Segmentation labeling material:
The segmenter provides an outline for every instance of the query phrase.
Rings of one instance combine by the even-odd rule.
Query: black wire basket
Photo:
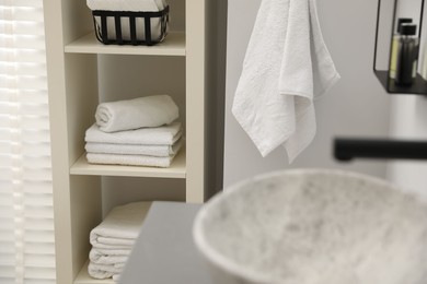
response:
[[[159,12],[92,11],[95,35],[104,45],[147,45],[168,34],[169,5]]]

◆ **GOAL**: Write out the lines of the material above word for word, leaving out the pictures.

◆ **EXPECTED OUTPUT**:
The segmenter provides an outline for every instance of the query phrase.
Rings of one instance combine by the even-odd rule.
Query: black wire basket
Photo:
response:
[[[159,12],[92,11],[95,35],[104,45],[147,45],[168,34],[169,5]]]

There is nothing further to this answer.